本文 -
───
あまり「草食化」という言葉は好きではないのですが、マスコミが騒ぎ立てるような変化は日本に限ったことではないよ、という話。全米家族調査(National Survey of Family Growth)の新しい調査結果によると、性交渉を持つ若者が減少傾向にあるとのこと:
■ More Young People Scorning Sex, Study Finds (NPR)
ちなみに元となった調査結果へのリンクはこちら(PDFファイルになります):
ではどのような発見があったのかという話ですが、先ほどのNPR記事の冒頭で、こんな点が紹介されています:
A new federal survey found that 27 percent of young men and 29 percent of young women ages 15 to 24 say they've never had a sexual encounter. That's compared to 2002, when 22 percent of both men and women said they had never had any sort of sex.
米連邦政府の新しい調査結果によると、15歳から24歳までの男性の27パーセント、および同世代の女性の29パーセントがこれまでに性的関係を持ったことがないと回答している。2002年の調査では、この結果は男性・女性両方とも22パーセントだった。
───
(領域指示データ)
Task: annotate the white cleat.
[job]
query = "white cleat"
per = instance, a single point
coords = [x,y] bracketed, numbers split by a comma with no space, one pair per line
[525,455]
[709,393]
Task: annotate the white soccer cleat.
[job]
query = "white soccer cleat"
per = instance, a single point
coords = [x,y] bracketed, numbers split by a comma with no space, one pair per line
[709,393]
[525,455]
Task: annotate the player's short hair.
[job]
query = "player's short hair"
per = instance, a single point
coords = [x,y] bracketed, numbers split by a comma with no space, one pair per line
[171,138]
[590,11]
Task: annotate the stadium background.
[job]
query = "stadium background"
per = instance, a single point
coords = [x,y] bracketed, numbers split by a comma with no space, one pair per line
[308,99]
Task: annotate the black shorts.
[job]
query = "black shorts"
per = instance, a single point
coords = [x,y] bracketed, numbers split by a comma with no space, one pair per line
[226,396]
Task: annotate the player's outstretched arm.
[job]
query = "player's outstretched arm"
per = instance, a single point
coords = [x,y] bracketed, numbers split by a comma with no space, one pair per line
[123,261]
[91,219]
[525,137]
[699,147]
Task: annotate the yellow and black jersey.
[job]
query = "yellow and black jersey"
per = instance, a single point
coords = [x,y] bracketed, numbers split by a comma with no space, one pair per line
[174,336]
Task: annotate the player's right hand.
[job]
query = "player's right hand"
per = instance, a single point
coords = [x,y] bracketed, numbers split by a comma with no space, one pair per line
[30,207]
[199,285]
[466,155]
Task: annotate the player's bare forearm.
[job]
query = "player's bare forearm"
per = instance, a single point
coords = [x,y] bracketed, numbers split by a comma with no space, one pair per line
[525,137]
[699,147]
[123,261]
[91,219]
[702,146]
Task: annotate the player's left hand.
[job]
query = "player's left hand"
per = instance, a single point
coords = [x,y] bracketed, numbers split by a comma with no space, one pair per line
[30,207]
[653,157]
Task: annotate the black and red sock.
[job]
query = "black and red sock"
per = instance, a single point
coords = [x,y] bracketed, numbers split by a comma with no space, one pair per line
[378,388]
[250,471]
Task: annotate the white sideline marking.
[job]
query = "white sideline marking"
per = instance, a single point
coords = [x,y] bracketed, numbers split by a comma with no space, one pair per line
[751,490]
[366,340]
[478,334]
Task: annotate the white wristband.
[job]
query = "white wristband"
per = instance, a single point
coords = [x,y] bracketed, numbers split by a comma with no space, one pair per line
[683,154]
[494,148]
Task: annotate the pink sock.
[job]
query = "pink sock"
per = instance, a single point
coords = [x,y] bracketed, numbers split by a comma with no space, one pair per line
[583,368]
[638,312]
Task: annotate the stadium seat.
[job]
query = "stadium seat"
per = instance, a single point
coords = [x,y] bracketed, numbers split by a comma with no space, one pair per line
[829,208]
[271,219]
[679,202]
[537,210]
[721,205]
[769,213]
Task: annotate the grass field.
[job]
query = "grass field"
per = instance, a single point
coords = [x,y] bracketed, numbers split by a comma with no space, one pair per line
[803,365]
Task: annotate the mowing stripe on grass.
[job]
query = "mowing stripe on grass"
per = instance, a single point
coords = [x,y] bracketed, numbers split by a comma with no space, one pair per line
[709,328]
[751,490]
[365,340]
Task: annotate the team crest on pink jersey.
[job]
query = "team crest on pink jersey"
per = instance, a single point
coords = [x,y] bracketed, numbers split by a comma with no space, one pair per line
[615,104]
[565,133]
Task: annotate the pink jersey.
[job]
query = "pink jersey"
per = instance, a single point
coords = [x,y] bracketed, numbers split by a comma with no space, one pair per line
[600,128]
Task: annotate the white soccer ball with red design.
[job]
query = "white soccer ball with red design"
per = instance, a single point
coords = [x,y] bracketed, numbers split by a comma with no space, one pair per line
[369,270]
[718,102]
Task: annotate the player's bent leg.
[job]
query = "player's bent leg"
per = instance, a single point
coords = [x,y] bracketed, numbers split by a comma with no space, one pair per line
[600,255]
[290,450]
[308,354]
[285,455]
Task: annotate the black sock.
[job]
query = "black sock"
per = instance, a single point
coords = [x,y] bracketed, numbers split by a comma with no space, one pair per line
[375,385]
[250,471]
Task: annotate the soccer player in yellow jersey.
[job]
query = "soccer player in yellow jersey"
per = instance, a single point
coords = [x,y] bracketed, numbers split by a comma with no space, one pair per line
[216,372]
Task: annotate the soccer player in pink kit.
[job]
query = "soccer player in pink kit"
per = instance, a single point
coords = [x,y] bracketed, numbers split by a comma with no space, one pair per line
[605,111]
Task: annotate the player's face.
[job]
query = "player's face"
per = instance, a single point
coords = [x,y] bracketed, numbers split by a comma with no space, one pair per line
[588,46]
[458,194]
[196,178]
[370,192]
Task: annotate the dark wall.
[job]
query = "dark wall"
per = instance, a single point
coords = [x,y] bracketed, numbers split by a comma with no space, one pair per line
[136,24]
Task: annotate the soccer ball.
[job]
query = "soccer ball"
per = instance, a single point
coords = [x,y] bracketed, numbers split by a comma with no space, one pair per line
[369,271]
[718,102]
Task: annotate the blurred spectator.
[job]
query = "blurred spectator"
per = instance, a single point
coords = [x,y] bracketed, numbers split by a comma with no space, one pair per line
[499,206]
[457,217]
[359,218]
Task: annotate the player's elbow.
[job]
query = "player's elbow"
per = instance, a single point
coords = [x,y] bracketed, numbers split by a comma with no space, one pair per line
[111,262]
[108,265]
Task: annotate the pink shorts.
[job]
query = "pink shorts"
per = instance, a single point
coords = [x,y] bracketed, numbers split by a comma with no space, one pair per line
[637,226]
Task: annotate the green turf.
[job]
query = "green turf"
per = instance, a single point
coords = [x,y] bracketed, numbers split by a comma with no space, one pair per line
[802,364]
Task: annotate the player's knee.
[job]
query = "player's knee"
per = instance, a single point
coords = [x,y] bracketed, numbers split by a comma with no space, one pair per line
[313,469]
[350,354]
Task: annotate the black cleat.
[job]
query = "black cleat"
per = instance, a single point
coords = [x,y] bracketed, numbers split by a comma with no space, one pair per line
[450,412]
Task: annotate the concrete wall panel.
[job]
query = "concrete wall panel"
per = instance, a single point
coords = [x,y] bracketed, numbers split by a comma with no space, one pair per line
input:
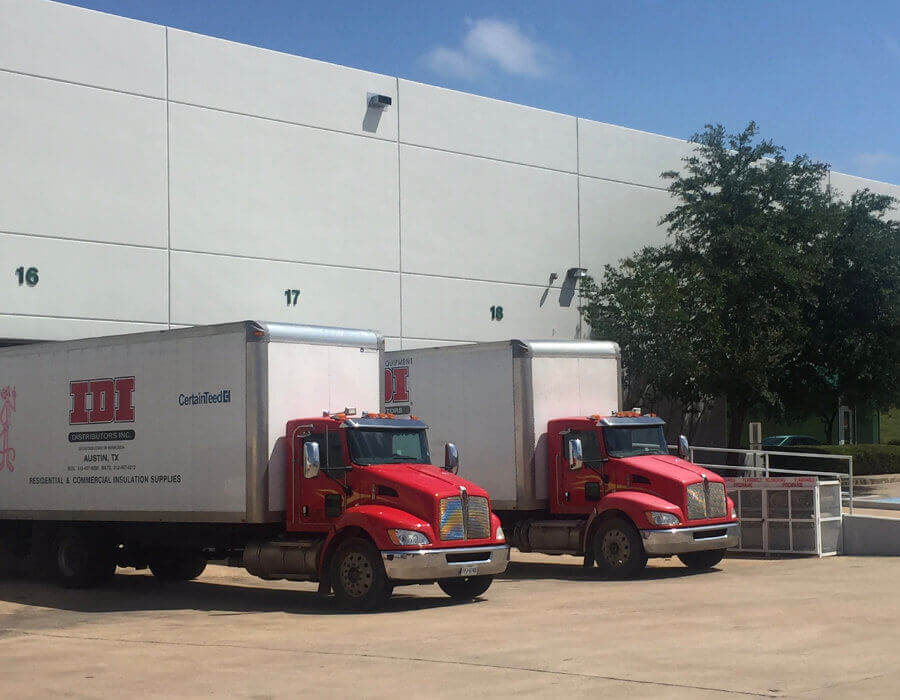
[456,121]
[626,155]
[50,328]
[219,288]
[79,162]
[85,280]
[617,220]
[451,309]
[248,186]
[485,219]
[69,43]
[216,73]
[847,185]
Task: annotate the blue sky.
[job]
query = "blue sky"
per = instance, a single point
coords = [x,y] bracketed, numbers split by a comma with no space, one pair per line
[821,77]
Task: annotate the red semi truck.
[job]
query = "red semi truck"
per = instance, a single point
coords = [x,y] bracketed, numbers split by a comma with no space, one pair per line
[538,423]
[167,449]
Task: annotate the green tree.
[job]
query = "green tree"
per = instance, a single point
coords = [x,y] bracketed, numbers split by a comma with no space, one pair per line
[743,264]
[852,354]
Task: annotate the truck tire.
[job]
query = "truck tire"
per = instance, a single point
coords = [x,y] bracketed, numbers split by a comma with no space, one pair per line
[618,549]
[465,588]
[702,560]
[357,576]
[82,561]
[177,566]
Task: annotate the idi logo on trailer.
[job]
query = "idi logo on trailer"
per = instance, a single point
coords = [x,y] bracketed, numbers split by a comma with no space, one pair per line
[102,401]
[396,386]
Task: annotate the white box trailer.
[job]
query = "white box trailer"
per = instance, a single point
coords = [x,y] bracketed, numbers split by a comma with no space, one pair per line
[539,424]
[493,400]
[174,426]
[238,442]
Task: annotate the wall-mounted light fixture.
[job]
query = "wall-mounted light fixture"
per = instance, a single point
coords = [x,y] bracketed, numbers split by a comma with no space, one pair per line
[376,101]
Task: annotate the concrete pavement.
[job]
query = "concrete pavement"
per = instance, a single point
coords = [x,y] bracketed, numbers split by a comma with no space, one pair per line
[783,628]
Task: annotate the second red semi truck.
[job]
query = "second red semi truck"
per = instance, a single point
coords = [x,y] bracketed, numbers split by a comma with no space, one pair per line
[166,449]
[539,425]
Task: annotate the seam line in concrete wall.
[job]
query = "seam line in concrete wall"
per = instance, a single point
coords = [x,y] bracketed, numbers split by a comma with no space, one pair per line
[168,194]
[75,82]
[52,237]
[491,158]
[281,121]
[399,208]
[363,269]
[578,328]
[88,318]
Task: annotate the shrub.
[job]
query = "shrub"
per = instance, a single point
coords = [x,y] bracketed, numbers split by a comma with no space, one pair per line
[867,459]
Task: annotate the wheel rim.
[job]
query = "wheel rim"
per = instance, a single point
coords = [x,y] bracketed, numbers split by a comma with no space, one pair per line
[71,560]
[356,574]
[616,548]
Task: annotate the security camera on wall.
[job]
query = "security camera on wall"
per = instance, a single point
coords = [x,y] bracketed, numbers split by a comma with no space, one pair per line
───
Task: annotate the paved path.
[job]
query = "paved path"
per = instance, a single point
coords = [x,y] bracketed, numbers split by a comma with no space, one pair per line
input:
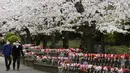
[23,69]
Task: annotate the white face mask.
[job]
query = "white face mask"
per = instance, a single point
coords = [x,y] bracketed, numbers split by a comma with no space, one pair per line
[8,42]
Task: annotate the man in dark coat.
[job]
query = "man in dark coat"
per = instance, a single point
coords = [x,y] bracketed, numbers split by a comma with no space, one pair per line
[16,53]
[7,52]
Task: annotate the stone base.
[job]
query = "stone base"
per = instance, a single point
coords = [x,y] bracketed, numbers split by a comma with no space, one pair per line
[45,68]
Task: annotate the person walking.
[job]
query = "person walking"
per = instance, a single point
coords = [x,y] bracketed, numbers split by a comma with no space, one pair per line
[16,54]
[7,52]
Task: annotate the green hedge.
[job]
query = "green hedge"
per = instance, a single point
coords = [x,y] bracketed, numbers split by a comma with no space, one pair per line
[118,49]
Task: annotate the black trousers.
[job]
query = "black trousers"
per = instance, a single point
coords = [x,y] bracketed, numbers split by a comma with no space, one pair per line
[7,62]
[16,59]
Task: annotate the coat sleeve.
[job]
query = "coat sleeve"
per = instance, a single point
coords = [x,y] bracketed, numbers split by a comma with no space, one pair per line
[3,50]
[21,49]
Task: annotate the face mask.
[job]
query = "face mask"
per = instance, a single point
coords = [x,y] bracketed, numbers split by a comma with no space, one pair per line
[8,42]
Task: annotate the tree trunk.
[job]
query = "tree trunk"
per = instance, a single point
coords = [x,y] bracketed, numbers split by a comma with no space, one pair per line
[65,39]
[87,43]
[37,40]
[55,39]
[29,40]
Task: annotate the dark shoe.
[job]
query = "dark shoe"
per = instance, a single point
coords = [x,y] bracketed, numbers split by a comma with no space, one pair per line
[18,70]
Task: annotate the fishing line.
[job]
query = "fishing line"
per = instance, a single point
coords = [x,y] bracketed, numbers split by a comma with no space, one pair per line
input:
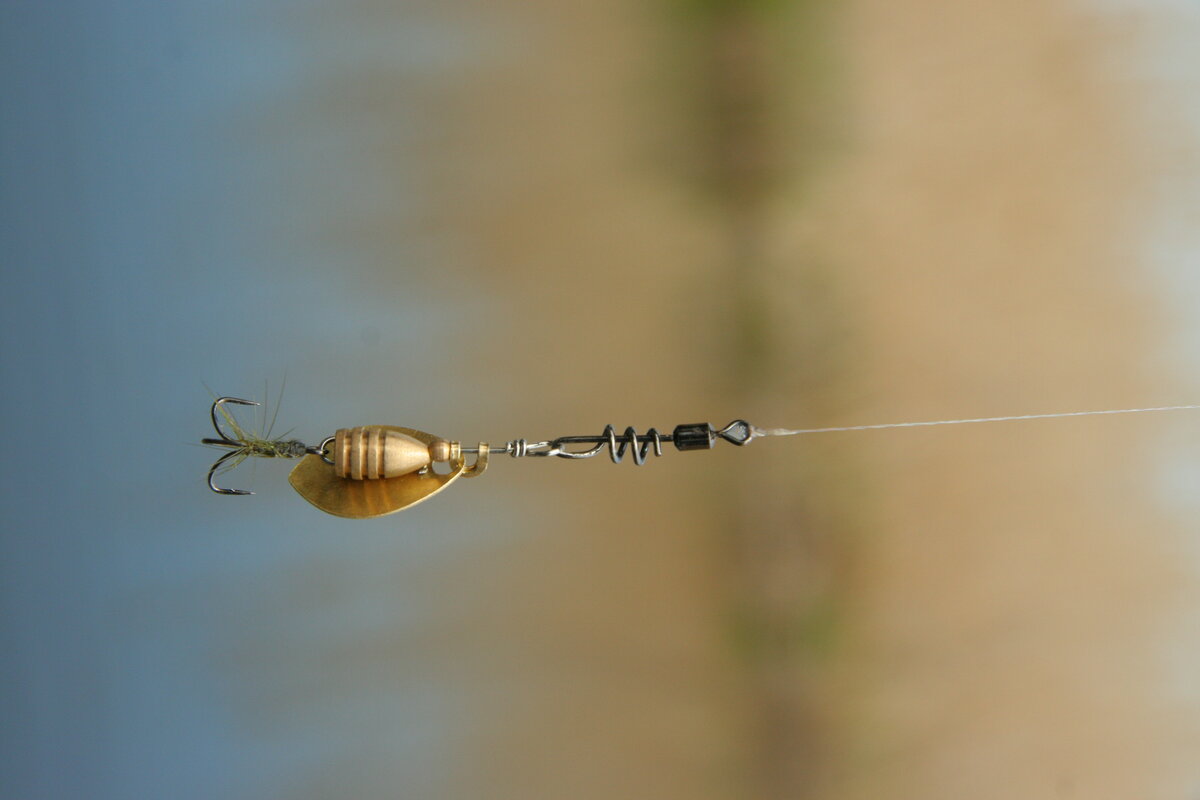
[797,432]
───
設問 -
A. 若者の性交渉についての文章で、日本語訳の段落「米連邦政府の新しい調査結果によると」に出てくる数字をすべて挙げてください。
B. 若者の性交渉についての文章の書き手は、なぜアメリカの調査結果を取り上げたのですか。
C. 若者の性交渉についての文章の続きを、最後の文のあとから書いてください。

解答 -
A. 15、24、27、29、2002、22

B. マスコミが騒ぎ立てるような若者の変化は日本だけのものではない、と伝えるためです。

C.
この傾向をどう解釈するか。日本のワイドショーなら恐らく「また一つ草食化の傾向が!」と飛びついていたところのような気がしますが、ここでは以下のようなコメントが取り上げられています:
"I'm impressed with the younger generation," John Santelli, a pediatrician and senior fellow at the Guttmacher Institute, which studies sexual and reproductive health, told Shots. "I see a generation of adolescents who are very concerned about making the right life choices — trying to take care of their health, trying to take care of their responsibilities in school. Perhaps this data reflects that."
小児科医で、グットマッハー研究所(性と生殖に関する健康を研究する民間団体)の上級研究員でもあるJohn Santelli氏は次のように語っている。「若者たちに感心しています。彼らは人生について正しい選択をしようと非常に心がけており、自分自身の健康や、学校での責任といったものに注意を払っています。この結果は、それを反映したものでしょう。」
ドン・タプスコット氏の『デジタルネイティブが世界を変える』でも、若者世代が高い倫理観を持って行動するようになりつつあることが触れられていましたが、Santelli氏のような解釈を行うというのも1つの可能性としてあり得るでしょう(もちろんこの結果だけでは、何が原因となっているのかを導き出すことはできませんが)。
またこの結果は、「草食化」と呼ばれる現象が日本国内の文化に起因するものではなく、先進国の社会構造に起因するものである可能性も示唆しているのではないでしょうか。少子化が進み、相対的に子供一人ひとりにかけられる教育費やケアの時間量が増えたことで、論理的に行動する子供が増えてきたのだといった仮説も考えられると思います(それが良いことなのかどうか、という価値判断は別にして)。全米家族調査の調査が日本でも紹介され、「ワイドショーの面白ネタ」以上の分析が行われるようになってくれると良いのですが。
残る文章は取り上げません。